Итогом Серебряного века в России явилась революция, приведшая к образованию “двух культур” в рамках одной национальной культуры — монолитной советской тоталитарной культуры, непримиримой к контрреволюции и эмиграции, и — “параллельно” ей — непримиримой к революции и большевизму, но столь же монолитной и внутренне непротиворечивой культуры русского зарубежья. Обе русские культуры ХХ века составляли “в паре” идеально “эристичный” контрапункт смысловых структур и ценностей русской культуры. Нетрудно проанализировать, насколько и как различались в советской и в русской эмигрантской культурах значения одних и тех же слов: Россия, культура (мировая и русская), патриотизм, Запад и Восток, традиция, прогресс, демократия, либерализм, революция, народ, враги народа, интеллигенция, пролетариат, крестьянство, религия, армия, террор, диктатура, идеология, партийность, советская власть, Советский Союз, эмиграция, большевизм, белое и красное, свобода, творчество, духовность, нравственность, соцреализм и т. п. Все основные мировоззренческие представления и понятия, ценности и нормы, принципы и традиции двух русских культур были полярными, конфронтационными, взаимоисключающими: ведь взаимопонимания между двумя русскими культурами быть не могло и не должно; размежевание по классово-политическому, религиозному, философскому, нравственному и всем остальным принципам было полным и категорическим.
Своеобразной пограничностью обладала (и обладает до сих пор) культура русского зарубежья, исторически сложившаяся в смысловом пространстве между традиционной русской и либеральной западноевропейской культурами, а в ХХ в. занявшая промежуточное положение между советским тоталитаризмом и западной (буржуазной) демократией. Многочисленные семантические противоречия, расколы и разрывы, идейные конфронтации, ожесточенные политические, религиозные и культурные споры, потрясавшие русскую диаспору на протяжении ХХ в., свидетельствовали о культуре русского зарубежья как о последовательно “эристичной” культуре. Только в такой культуре могли сложиться такие двусмысленные явления, как сменовеховство и евразийство, могла всерьез обсуждаться проблема выбора между сталинизмом и гитлеризмом в период Второй мировой войны или определяться мера “тоталитарности” (пробольшевистского или профашистского толка) таких мыслителей, как Н.Бердяев или И.Ильин, таких художников, как С.Есенин или М.Цветаева и т. п.

# ЗАДАНИЕ
Пожалуйста, определите, согласуется ли каждое утверждение с приведённым текстом. Ответ дайте словами «да» или «нет» и приведите решающие слова текста дословной цитатой.
1. Итогом Серебряного века в России стала революция.
2. Между советской и эмигрантской русскими культурами было возможно взаимопонимание.
3. В ХХ веке культура русского зарубежья заняла промежуточное положение между советским тоталитаризмом и западной демократией.

Строки координатной разметки:
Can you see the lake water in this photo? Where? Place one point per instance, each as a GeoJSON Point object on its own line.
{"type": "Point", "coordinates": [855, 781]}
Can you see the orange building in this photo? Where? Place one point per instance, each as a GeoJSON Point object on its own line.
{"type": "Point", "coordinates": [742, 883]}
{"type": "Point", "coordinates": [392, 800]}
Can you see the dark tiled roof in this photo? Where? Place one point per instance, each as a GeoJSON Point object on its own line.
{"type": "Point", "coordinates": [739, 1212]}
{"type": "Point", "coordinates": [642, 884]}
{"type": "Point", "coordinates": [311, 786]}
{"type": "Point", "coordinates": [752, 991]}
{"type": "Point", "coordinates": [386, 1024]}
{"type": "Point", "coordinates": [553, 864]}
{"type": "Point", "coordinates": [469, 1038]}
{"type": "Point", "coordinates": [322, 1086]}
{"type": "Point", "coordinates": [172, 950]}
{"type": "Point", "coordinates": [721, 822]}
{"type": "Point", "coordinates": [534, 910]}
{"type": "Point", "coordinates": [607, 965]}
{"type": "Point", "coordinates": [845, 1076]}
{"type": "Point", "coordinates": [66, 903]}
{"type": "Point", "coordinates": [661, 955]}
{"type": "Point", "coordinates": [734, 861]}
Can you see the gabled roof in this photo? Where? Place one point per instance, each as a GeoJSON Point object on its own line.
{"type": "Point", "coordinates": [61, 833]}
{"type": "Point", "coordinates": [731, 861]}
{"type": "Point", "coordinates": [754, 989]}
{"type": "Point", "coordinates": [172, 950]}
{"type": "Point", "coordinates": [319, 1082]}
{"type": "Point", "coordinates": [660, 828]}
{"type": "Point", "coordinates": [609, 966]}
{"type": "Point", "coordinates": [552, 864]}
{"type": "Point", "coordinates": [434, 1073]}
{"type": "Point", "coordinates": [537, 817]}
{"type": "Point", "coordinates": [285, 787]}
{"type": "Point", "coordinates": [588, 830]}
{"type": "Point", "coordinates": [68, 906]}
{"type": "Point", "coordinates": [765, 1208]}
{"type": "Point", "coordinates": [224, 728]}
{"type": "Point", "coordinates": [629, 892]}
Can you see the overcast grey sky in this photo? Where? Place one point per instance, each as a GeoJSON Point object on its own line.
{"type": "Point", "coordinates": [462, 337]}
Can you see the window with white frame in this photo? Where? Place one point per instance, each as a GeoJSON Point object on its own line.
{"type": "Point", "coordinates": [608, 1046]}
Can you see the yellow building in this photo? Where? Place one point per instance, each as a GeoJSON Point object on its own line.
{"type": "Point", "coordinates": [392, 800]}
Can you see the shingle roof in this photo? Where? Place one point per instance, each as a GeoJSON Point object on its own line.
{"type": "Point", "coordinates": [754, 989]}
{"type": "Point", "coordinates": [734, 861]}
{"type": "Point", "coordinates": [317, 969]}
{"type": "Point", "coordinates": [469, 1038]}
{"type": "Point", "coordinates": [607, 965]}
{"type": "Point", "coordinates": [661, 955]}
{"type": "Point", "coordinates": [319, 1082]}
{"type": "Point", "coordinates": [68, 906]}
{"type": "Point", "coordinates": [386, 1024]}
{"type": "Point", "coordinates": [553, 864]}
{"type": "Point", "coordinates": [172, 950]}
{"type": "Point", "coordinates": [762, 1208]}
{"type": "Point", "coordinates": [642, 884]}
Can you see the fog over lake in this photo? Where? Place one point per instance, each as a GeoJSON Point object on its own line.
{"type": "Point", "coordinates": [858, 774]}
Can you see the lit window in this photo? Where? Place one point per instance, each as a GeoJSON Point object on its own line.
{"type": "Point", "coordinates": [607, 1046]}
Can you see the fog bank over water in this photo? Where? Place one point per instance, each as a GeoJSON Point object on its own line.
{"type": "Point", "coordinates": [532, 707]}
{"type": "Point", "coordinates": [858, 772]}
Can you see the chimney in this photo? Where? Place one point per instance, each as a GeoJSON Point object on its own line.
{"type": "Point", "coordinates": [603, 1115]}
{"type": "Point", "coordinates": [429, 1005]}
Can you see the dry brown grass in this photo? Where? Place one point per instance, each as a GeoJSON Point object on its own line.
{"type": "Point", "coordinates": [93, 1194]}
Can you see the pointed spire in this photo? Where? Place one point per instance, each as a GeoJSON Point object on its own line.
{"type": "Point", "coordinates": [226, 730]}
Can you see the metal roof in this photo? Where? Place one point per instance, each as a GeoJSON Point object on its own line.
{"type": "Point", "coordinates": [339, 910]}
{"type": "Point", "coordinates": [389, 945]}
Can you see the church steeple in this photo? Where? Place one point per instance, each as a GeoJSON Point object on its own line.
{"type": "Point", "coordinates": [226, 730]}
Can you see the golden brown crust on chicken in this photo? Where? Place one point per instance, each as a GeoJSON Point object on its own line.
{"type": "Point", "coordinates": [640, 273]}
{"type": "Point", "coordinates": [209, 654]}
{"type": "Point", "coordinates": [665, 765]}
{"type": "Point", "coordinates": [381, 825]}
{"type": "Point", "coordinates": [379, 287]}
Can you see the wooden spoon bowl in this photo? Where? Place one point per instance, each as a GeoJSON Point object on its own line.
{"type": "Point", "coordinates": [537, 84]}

# ОТВЕТ К ЗАДАНИЮ
1. Да: «Итогом Серебряного века в России явилась революция».
2. Нет: «ведь взаимопонимания между двумя русскими культурами быть не могло и не должно».
3. Да: «а в ХХ в. занявшая промежуточное положение между советским тоталитаризмом и западной (буржуазной) демократией».